▼
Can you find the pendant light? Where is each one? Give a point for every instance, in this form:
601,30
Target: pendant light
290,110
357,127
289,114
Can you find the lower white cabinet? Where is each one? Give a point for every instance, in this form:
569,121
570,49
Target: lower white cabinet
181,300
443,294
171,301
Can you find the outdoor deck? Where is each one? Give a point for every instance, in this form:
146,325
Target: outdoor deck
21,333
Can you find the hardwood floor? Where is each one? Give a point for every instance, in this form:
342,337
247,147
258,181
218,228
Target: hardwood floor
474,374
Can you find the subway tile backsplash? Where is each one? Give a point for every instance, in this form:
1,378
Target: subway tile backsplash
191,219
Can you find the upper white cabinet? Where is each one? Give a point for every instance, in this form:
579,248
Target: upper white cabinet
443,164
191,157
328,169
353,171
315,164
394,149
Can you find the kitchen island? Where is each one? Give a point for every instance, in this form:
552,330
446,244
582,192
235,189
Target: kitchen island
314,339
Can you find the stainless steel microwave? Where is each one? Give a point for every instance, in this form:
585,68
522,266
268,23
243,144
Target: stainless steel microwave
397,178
▲
PROBLEM TO SOLVE = Repeat every line of the records above, requests included, with each point coordinate in the answers multiplied by 0.35 and rounded to a whole number, halves rounded up. Leave the numbers in the requests and their format samples unchanged.

THE REPLY =
Can you find the pendant light? Where is each one? Give a point for every instance, in this form:
601,30
Target: pendant light
102,39
125,44
101,40
Can you find the lower white cabinet? Where is each one? Give a point for every instance, in this form:
569,121
570,49
Target: lower white cabinet
63,105
155,103
60,105
Can you find the outdoor deck? Where is each one? Give a point for every instance, in this form:
146,325
Target: outdoor deck
7,117
Can you find the hardwood floor? Where is each one? Give a point for every instance, in this form:
342,337
247,147
258,181
218,228
Target: hardwood floor
166,131
Can you find the subway tile backsplash? Where is each one? Give a point for every instance, in this form:
1,378
Target: subway tile backsplash
67,77
Can you find the upper white cabinet? Where is each one? Give a point for every instance, in this form:
579,248
Target: upper white cabinet
155,57
67,55
115,59
124,60
110,57
138,52
Can you find the kitchen island? Where is each one? Give a point for every instance, in this form:
552,330
446,244
582,192
235,189
Target: kitchen island
110,119
Can you find the stainless steel microwave? Where is each one? Give a point for every instance, in this form:
585,68
522,266
268,23
243,144
Target: stainless steel microwave
139,62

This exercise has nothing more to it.